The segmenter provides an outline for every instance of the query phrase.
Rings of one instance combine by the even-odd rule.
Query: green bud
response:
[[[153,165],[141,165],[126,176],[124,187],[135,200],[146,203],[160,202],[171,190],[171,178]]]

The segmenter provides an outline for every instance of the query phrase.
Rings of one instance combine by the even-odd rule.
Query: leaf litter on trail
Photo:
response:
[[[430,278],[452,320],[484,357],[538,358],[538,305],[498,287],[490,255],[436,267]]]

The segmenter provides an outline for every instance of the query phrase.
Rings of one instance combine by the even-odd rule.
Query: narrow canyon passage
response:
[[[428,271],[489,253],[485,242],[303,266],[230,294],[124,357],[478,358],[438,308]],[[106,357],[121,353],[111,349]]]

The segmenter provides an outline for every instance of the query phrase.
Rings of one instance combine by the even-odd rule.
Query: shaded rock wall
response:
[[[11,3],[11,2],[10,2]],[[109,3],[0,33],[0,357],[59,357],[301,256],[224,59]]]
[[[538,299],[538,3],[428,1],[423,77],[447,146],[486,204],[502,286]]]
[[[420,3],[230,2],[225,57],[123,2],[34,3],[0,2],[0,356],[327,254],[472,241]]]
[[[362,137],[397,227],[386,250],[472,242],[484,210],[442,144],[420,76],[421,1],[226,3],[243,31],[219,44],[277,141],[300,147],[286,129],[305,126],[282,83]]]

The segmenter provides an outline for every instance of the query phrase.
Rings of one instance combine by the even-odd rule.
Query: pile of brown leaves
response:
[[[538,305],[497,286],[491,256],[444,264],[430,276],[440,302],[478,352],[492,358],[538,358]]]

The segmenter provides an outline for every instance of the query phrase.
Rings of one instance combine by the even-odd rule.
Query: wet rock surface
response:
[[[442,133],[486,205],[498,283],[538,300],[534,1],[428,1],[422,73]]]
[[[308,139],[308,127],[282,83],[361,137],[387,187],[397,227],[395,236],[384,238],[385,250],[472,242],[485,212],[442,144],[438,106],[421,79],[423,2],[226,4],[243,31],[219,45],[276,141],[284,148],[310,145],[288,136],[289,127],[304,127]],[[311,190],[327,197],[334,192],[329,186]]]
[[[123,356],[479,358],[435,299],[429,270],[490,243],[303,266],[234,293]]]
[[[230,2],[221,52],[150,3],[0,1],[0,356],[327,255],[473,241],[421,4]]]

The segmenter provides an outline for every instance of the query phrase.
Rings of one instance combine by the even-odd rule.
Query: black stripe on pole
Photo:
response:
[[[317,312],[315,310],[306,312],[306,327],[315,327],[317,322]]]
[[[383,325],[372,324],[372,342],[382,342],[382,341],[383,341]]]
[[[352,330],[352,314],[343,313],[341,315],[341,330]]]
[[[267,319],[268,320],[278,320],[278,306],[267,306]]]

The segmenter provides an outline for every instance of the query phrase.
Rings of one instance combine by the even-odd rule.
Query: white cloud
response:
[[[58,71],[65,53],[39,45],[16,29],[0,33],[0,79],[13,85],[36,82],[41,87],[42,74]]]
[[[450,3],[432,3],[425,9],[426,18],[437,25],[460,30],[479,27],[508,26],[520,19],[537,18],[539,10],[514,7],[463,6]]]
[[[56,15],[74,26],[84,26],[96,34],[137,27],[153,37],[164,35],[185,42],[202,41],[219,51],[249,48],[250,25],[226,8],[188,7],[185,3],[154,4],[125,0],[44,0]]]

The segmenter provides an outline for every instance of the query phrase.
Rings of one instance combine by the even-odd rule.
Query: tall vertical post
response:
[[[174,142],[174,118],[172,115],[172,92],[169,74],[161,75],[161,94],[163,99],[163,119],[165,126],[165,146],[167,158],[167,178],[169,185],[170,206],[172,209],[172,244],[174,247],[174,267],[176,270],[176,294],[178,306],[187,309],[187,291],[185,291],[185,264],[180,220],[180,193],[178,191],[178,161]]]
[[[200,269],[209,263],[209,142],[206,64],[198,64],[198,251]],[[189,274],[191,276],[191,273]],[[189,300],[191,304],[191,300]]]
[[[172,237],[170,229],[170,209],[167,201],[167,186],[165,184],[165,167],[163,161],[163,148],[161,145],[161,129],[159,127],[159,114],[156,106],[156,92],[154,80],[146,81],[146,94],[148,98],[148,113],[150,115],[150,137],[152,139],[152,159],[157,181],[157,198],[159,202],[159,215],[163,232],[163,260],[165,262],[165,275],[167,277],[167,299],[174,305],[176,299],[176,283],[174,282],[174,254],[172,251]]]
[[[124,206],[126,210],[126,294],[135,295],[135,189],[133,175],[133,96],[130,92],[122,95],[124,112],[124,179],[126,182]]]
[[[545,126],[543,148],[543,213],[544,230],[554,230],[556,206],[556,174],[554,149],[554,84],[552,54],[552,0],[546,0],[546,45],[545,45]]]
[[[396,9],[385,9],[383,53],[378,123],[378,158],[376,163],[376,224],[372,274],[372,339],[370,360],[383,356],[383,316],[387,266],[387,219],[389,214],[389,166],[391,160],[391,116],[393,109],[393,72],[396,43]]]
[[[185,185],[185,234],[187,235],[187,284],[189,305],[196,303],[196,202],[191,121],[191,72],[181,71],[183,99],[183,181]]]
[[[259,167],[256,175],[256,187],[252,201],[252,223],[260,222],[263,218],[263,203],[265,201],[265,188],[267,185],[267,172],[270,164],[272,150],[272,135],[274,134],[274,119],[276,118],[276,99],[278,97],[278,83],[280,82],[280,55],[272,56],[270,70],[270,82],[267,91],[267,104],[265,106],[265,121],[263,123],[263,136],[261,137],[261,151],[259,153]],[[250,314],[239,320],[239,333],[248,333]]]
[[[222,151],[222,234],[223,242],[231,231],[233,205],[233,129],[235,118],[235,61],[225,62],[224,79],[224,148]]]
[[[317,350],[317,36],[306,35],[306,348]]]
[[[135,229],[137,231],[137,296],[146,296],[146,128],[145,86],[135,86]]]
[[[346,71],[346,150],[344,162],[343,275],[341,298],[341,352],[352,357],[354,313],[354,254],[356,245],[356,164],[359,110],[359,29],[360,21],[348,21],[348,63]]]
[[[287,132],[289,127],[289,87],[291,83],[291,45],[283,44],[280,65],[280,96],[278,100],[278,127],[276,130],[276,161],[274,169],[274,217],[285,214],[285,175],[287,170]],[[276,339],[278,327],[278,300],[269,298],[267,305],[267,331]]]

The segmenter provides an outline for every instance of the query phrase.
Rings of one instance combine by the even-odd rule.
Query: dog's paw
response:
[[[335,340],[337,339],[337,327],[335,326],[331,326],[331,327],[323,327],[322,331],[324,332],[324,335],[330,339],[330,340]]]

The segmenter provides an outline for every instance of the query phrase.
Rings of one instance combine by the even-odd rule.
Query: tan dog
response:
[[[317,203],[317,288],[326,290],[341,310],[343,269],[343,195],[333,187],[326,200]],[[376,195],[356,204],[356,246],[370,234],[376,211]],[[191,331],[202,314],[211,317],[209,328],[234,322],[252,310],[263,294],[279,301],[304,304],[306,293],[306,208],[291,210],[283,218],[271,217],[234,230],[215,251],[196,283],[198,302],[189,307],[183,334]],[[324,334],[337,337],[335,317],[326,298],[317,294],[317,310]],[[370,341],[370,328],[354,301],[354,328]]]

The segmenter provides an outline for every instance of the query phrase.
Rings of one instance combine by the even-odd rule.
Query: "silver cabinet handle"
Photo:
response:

### WHAT THE TASK REQUIRES
Repeat the material above exactly.

### SOLUTION FOR THIS EXERCISE
The segmenter provides an outline for every instance of the query phrase.
Rings of one instance combine by the even-odd rule.
Query: green bud
response:
[[[153,165],[141,165],[126,176],[124,187],[135,200],[146,203],[160,202],[171,190],[171,178]]]

The segmenter provides an outline for every instance of the query phrase.
Rings of one instance combine by the even-odd rule.
Query: leaf litter on trail
Photo:
response:
[[[430,278],[452,320],[484,357],[538,358],[538,305],[498,287],[490,255],[436,267]]]

The segmenter provides an outline for every instance of the query phrase.
Rings of one instance combine by the even-odd rule.
Query: narrow canyon passage
response:
[[[428,271],[489,253],[485,242],[303,266],[230,294],[124,357],[478,358],[438,308]],[[106,357],[121,353],[111,349]]]

The segmenter provides an outline for every instance of the query phrase.
Rings of one instance combine by the even-odd rule.
Query: shaded rock wall
response:
[[[11,3],[11,2],[10,2]],[[109,3],[0,33],[0,357],[59,357],[301,256],[224,59]]]
[[[538,299],[538,3],[428,1],[423,77],[447,146],[486,204],[502,286]]]
[[[420,3],[230,2],[225,57],[123,2],[34,3],[0,2],[0,356],[327,254],[472,241]]]
[[[362,137],[397,227],[386,250],[472,242],[484,210],[442,144],[420,76],[421,1],[226,3],[243,31],[219,44],[277,141],[300,147],[286,129],[305,126],[282,83]]]

The segmenter provides an outline for every instance of the query phrase.
Rings of one instance combine by the even-odd rule.
Query: pile of brown leaves
response:
[[[538,305],[497,286],[491,256],[444,264],[430,276],[440,302],[478,352],[492,358],[538,358]]]

The segmenter provides an outline for every instance of the query phrase.
Rings of one instance combine by the even-odd rule.
Query: wet rock surface
response:
[[[442,133],[486,205],[498,283],[538,300],[534,1],[428,1],[422,73]]]
[[[308,139],[308,127],[282,83],[361,137],[387,187],[397,227],[395,236],[384,238],[385,250],[472,242],[485,212],[442,144],[438,106],[421,79],[423,2],[226,4],[243,31],[219,45],[276,141],[284,148],[310,145],[288,136],[289,127],[304,127]],[[311,190],[327,197],[334,192],[329,186]]]
[[[123,356],[479,358],[435,299],[429,270],[490,243],[303,266],[234,293]]]
[[[230,2],[221,52],[150,3],[0,1],[0,356],[327,255],[473,241],[421,4]]]

The segmenter provides an outline for every instance of the query phrase.
Rings of one instance combine by the even-odd rule.
Query: black stripe on pole
Photo:
response:
[[[317,312],[315,310],[306,312],[306,327],[315,327],[317,322]]]
[[[383,325],[372,324],[372,342],[382,342],[382,341],[383,341]]]
[[[352,330],[352,314],[343,313],[341,315],[341,330]]]
[[[267,319],[268,320],[278,320],[278,306],[267,306]]]

The segmenter provides an outline for every instance of the query phrase.
Rings of one instance combine by the even-odd rule.
Query: white cloud
response:
[[[58,71],[65,53],[39,45],[16,29],[0,33],[0,79],[13,85],[36,82],[41,87],[42,74]]]
[[[450,3],[432,3],[425,9],[426,18],[437,25],[460,30],[479,27],[508,26],[520,19],[537,18],[539,10],[514,7],[463,6]]]
[[[56,15],[74,26],[84,26],[96,34],[137,27],[153,37],[164,35],[185,42],[202,41],[219,51],[249,48],[250,25],[226,8],[188,7],[185,3],[154,4],[125,0],[44,0]]]

The segmenter provides an outline for every instance of the query phrase.
Rings of one instance combine by the even-odd rule.
Query: tall vertical post
response:
[[[174,142],[174,118],[172,115],[172,92],[169,74],[161,75],[161,94],[163,99],[163,119],[165,126],[165,146],[167,158],[167,178],[169,185],[170,206],[172,209],[172,244],[174,247],[174,267],[176,270],[176,294],[178,306],[187,309],[187,291],[185,291],[185,264],[180,220],[180,193],[178,191],[178,161]]]
[[[200,269],[209,263],[209,142],[206,64],[198,64],[198,251]],[[189,274],[191,276],[191,273]],[[189,300],[191,304],[191,300]]]
[[[172,237],[170,229],[170,209],[167,201],[167,186],[165,184],[165,167],[163,161],[163,148],[161,145],[161,129],[159,127],[159,114],[156,106],[156,92],[154,80],[146,81],[146,94],[148,98],[148,113],[150,115],[150,137],[152,139],[152,159],[157,181],[157,198],[159,202],[159,215],[163,232],[163,260],[165,262],[165,275],[167,277],[167,299],[174,305],[176,299],[176,283],[174,282],[174,254],[172,251]]]
[[[124,206],[126,210],[126,294],[135,295],[135,189],[133,175],[133,96],[130,92],[122,95],[124,112],[124,179],[126,182]]]
[[[545,126],[543,148],[543,213],[544,230],[554,230],[556,206],[556,174],[554,149],[554,84],[552,54],[552,0],[546,0],[546,45],[545,45]]]
[[[396,9],[385,9],[383,53],[378,123],[378,158],[376,163],[376,224],[372,274],[372,339],[370,360],[383,356],[383,316],[387,266],[387,219],[389,214],[389,166],[391,160],[391,116],[393,109],[393,72],[396,43]]]
[[[185,185],[185,234],[187,235],[187,284],[189,305],[196,303],[196,202],[191,121],[191,72],[181,71],[183,99],[183,181]]]
[[[259,167],[256,175],[256,187],[252,201],[252,223],[260,222],[263,218],[263,203],[265,201],[265,188],[267,185],[267,172],[270,164],[272,150],[272,135],[274,134],[274,119],[276,118],[276,99],[278,97],[278,83],[280,82],[280,55],[272,56],[270,70],[270,82],[267,91],[267,104],[265,106],[265,121],[263,123],[263,136],[261,137],[261,151],[259,153]],[[250,314],[239,320],[239,333],[248,333]]]
[[[222,151],[222,234],[223,242],[231,231],[233,205],[233,129],[235,118],[235,61],[225,62],[224,79],[224,148]]]
[[[317,350],[317,36],[306,35],[306,348]]]
[[[135,229],[137,231],[137,296],[146,296],[146,128],[145,86],[135,86]]]
[[[346,71],[346,150],[344,162],[343,275],[341,298],[341,352],[352,357],[354,313],[354,254],[356,245],[356,164],[359,110],[359,29],[360,21],[348,21],[348,63]]]
[[[287,132],[289,127],[289,87],[291,83],[291,45],[283,44],[280,65],[280,96],[278,100],[278,127],[276,130],[276,161],[274,169],[274,217],[285,214],[285,175],[287,170]],[[276,339],[278,327],[278,300],[269,298],[267,305],[267,331]]]

The segmenter provides an outline for every instance of the query phrase.
Rings of one instance combine by the even-odd rule.
Query: dog's paw
response:
[[[335,340],[337,339],[337,327],[335,326],[331,326],[331,327],[323,327],[322,331],[324,332],[324,335],[330,339],[330,340]]]

The segmenter provides an outline for every instance of the query phrase.
Rings of one instance combine by the even-odd rule.
Query: tan dog
response:
[[[317,203],[317,288],[326,290],[341,310],[343,269],[343,195],[333,187],[326,200]],[[376,195],[356,204],[356,246],[370,234],[376,211]],[[191,331],[202,314],[211,317],[209,328],[234,322],[252,310],[263,294],[279,301],[304,304],[306,293],[306,208],[291,210],[283,218],[271,217],[234,230],[215,251],[196,283],[198,302],[189,307],[183,334]],[[324,334],[337,337],[335,317],[326,298],[317,294],[317,310]],[[370,341],[370,328],[354,301],[354,328]]]

The segmenter provides an outline for every instance of the query phrase.
Rings of one instance combine by the even-odd rule.
Query: "silver cabinet handle"
Photo:
response:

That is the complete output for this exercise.